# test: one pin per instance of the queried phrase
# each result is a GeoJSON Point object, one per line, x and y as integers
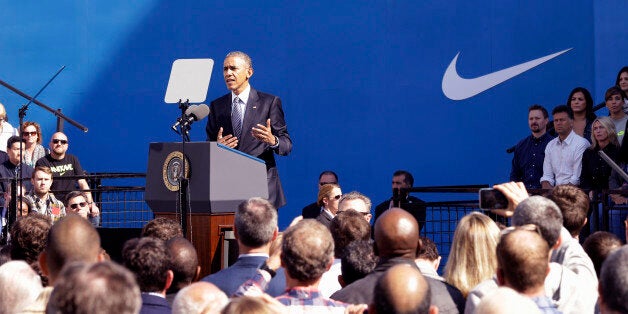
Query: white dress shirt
{"type": "Point", "coordinates": [563, 160]}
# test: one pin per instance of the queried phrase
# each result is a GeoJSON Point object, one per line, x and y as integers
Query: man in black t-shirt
{"type": "Point", "coordinates": [62, 165]}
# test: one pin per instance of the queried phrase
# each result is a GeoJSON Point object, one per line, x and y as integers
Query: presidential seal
{"type": "Point", "coordinates": [172, 170]}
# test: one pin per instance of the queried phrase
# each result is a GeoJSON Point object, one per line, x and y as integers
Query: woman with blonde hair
{"type": "Point", "coordinates": [33, 150]}
{"type": "Point", "coordinates": [6, 129]}
{"type": "Point", "coordinates": [328, 198]}
{"type": "Point", "coordinates": [472, 258]}
{"type": "Point", "coordinates": [595, 171]}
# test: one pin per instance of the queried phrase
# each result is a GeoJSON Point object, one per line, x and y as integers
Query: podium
{"type": "Point", "coordinates": [220, 178]}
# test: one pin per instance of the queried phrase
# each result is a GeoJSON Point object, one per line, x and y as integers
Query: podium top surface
{"type": "Point", "coordinates": [221, 146]}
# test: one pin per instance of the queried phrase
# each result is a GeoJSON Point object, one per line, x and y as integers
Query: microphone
{"type": "Point", "coordinates": [193, 113]}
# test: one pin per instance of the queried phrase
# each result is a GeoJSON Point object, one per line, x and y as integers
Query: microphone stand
{"type": "Point", "coordinates": [184, 182]}
{"type": "Point", "coordinates": [16, 198]}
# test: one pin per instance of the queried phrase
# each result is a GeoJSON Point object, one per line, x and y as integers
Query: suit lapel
{"type": "Point", "coordinates": [250, 115]}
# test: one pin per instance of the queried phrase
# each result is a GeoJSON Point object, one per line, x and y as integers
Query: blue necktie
{"type": "Point", "coordinates": [236, 117]}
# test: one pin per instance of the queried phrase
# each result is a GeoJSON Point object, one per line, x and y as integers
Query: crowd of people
{"type": "Point", "coordinates": [568, 149]}
{"type": "Point", "coordinates": [339, 256]}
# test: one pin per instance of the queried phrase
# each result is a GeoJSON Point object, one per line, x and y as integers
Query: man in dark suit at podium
{"type": "Point", "coordinates": [250, 121]}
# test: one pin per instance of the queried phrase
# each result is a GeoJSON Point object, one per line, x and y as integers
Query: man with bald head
{"type": "Point", "coordinates": [402, 289]}
{"type": "Point", "coordinates": [397, 242]}
{"type": "Point", "coordinates": [199, 297]}
{"type": "Point", "coordinates": [71, 239]}
{"type": "Point", "coordinates": [62, 165]}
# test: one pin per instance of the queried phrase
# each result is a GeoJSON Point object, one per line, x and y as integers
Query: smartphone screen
{"type": "Point", "coordinates": [492, 199]}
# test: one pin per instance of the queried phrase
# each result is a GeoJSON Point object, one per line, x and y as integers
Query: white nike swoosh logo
{"type": "Point", "coordinates": [459, 88]}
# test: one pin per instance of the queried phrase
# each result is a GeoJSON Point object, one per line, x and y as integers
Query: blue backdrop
{"type": "Point", "coordinates": [360, 80]}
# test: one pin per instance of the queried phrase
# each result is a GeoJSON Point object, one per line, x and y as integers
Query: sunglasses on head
{"type": "Point", "coordinates": [81, 204]}
{"type": "Point", "coordinates": [528, 227]}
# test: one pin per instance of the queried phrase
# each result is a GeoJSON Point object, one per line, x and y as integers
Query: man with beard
{"type": "Point", "coordinates": [563, 155]}
{"type": "Point", "coordinates": [527, 164]}
{"type": "Point", "coordinates": [40, 199]}
{"type": "Point", "coordinates": [63, 164]}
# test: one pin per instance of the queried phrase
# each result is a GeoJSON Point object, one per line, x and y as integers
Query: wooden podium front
{"type": "Point", "coordinates": [206, 232]}
{"type": "Point", "coordinates": [220, 178]}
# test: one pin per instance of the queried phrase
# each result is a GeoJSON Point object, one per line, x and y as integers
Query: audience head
{"type": "Point", "coordinates": [28, 237]}
{"type": "Point", "coordinates": [429, 252]}
{"type": "Point", "coordinates": [613, 285]}
{"type": "Point", "coordinates": [19, 286]}
{"type": "Point", "coordinates": [41, 180]}
{"type": "Point", "coordinates": [622, 79]}
{"type": "Point", "coordinates": [14, 147]}
{"type": "Point", "coordinates": [31, 132]}
{"type": "Point", "coordinates": [183, 262]}
{"type": "Point", "coordinates": [5, 254]}
{"type": "Point", "coordinates": [328, 197]}
{"type": "Point", "coordinates": [307, 251]}
{"type": "Point", "coordinates": [3, 113]}
{"type": "Point", "coordinates": [614, 98]}
{"type": "Point", "coordinates": [402, 289]}
{"type": "Point", "coordinates": [162, 228]}
{"type": "Point", "coordinates": [346, 227]}
{"type": "Point", "coordinates": [580, 100]}
{"type": "Point", "coordinates": [199, 297]}
{"type": "Point", "coordinates": [573, 204]}
{"type": "Point", "coordinates": [537, 118]}
{"type": "Point", "coordinates": [396, 234]}
{"type": "Point", "coordinates": [603, 129]}
{"type": "Point", "coordinates": [522, 259]}
{"type": "Point", "coordinates": [543, 213]}
{"type": "Point", "coordinates": [327, 177]}
{"type": "Point", "coordinates": [71, 239]}
{"type": "Point", "coordinates": [58, 145]}
{"type": "Point", "coordinates": [472, 255]}
{"type": "Point", "coordinates": [99, 288]}
{"type": "Point", "coordinates": [599, 246]}
{"type": "Point", "coordinates": [356, 201]}
{"type": "Point", "coordinates": [247, 305]}
{"type": "Point", "coordinates": [358, 260]}
{"type": "Point", "coordinates": [149, 260]}
{"type": "Point", "coordinates": [563, 120]}
{"type": "Point", "coordinates": [76, 202]}
{"type": "Point", "coordinates": [506, 300]}
{"type": "Point", "coordinates": [255, 222]}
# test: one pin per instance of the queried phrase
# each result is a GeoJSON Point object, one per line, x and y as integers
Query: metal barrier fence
{"type": "Point", "coordinates": [122, 206]}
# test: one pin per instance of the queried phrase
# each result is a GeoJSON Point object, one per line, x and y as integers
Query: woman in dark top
{"type": "Point", "coordinates": [581, 103]}
{"type": "Point", "coordinates": [595, 171]}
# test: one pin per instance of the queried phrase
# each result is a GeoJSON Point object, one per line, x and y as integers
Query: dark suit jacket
{"type": "Point", "coordinates": [152, 304]}
{"type": "Point", "coordinates": [229, 279]}
{"type": "Point", "coordinates": [259, 107]}
{"type": "Point", "coordinates": [447, 298]}
{"type": "Point", "coordinates": [311, 211]}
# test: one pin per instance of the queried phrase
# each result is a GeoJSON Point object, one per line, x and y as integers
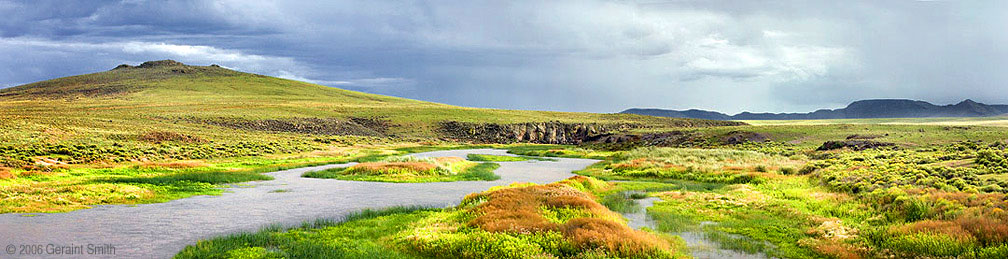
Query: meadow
{"type": "Point", "coordinates": [412, 169]}
{"type": "Point", "coordinates": [830, 188]}
{"type": "Point", "coordinates": [934, 197]}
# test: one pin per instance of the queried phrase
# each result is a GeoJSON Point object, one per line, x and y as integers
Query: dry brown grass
{"type": "Point", "coordinates": [391, 167]}
{"type": "Point", "coordinates": [174, 164]}
{"type": "Point", "coordinates": [966, 228]}
{"type": "Point", "coordinates": [5, 173]}
{"type": "Point", "coordinates": [838, 249]}
{"type": "Point", "coordinates": [591, 233]}
{"type": "Point", "coordinates": [519, 211]}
::::::
#### What this task involves
Pick out every line above that contains the word "head", treating uppercase and lowercase as different.

#### Solution to the exercise
Query: man with bald head
Query: sunglasses on head
Query: audience head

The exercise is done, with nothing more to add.